(Entries taken from a collection)
※ ※ ※

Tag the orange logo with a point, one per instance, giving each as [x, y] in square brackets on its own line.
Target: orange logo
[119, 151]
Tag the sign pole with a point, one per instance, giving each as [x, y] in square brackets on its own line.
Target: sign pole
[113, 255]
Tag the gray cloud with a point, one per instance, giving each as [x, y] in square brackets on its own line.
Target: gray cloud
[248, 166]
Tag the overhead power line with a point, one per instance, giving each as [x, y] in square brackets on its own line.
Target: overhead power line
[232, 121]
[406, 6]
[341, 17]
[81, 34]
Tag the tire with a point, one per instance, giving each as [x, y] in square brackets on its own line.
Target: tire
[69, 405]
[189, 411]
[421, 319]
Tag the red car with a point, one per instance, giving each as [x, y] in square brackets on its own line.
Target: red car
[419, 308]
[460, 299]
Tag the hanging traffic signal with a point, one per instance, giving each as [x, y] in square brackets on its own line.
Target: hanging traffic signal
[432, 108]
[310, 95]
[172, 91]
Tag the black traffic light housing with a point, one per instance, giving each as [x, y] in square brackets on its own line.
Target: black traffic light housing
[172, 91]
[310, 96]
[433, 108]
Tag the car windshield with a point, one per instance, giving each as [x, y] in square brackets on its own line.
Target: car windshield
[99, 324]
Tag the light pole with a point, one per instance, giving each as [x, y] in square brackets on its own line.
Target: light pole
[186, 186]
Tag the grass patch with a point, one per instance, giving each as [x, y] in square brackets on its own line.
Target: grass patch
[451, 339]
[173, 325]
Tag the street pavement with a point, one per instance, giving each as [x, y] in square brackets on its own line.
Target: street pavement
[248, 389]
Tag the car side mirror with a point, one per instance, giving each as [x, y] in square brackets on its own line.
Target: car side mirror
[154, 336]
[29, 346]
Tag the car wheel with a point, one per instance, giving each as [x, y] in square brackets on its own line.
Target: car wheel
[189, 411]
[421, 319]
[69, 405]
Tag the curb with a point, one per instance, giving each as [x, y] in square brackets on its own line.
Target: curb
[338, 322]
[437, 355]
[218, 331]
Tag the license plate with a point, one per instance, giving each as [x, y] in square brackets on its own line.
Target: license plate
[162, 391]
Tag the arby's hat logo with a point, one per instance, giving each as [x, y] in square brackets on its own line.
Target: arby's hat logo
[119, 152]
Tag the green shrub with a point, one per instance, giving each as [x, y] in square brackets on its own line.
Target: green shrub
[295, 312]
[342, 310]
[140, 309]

※ ※ ※

## What you have to do
All records shown above are to be reproduced without any alteration.

## Result of this task
Tag the orange logo with a point, one per instance, giving each as [x, y] in square brackets on its own line.
Target: orange logo
[119, 151]
Tag the sign pole with a point, one per instance, giving each as [x, y] in square brackets on its own line.
Target: sign pole
[113, 255]
Tag the gray cloud with a point, one per instance, giving each as [x, y] in square brackets on its own line.
Target: gray cloud
[248, 166]
Tag the overhead power line with a point, one per instance, giving each as [x, y] in square brackets on its own line.
Target: overhead power line
[232, 121]
[406, 6]
[341, 17]
[81, 34]
Tag the tire with a point, one per instance, giving each as [x, y] in square brackets on its own line.
Target: tire
[69, 405]
[189, 411]
[421, 319]
Tag the red car with a point, one per instance, giving each as [x, y] in square brackets on its own line.
Target: red car
[419, 308]
[460, 299]
Tag the hanging traffic signal with a point, one per instance, giving each as [x, y] in square brackets on its own line.
Target: hanging traffic signal
[432, 108]
[310, 95]
[172, 91]
Tag the black traffic light housing with a point, one per instance, giving each as [x, y] in square brackets on its own line.
Target: black traffic light housing
[172, 91]
[310, 96]
[433, 108]
Tag the car windshield with a point, one per instance, giving each as [x, y] in square brackets on its own line.
Target: car windshield
[99, 324]
Tag the light pole with a point, one per instance, giving each as [x, y] in square brackets on its own line.
Target: light pole
[186, 186]
Tag the grass patch with a point, one per instance, giving each as [x, y] in square brackets on its own line.
Target: grass patch
[451, 339]
[173, 325]
Tag the street pavement with a point, one per instance, giving each as [x, y] in square brackets on its own line.
Target: street pavement
[248, 389]
Tag the car side mirror with a point, one per instance, giving each as [x, y] in square brackets on its own line.
Target: car side mirror
[154, 336]
[29, 346]
Tag the car wheel with a point, one per instance, giving each as [x, y] in square brackets on its own line.
Target: car wheel
[189, 411]
[421, 319]
[69, 405]
Tag the curb with a point, one per instance, giving each as [x, y] in square brackets on its own line.
Target: curb
[338, 322]
[437, 355]
[218, 331]
Tag the license plate with a point, one per instance, giving each as [x, y] in square brackets on its own line.
Target: license plate
[162, 391]
Tag the arby's hat logo with a point, one per instance, giving each as [x, y] in square brackets on its own line.
Target: arby's hat logo
[119, 152]
Tag the green shrub with a point, one per instance, giving each as [x, y] in square brackets on its own line.
Target: green shrub
[295, 312]
[342, 310]
[140, 309]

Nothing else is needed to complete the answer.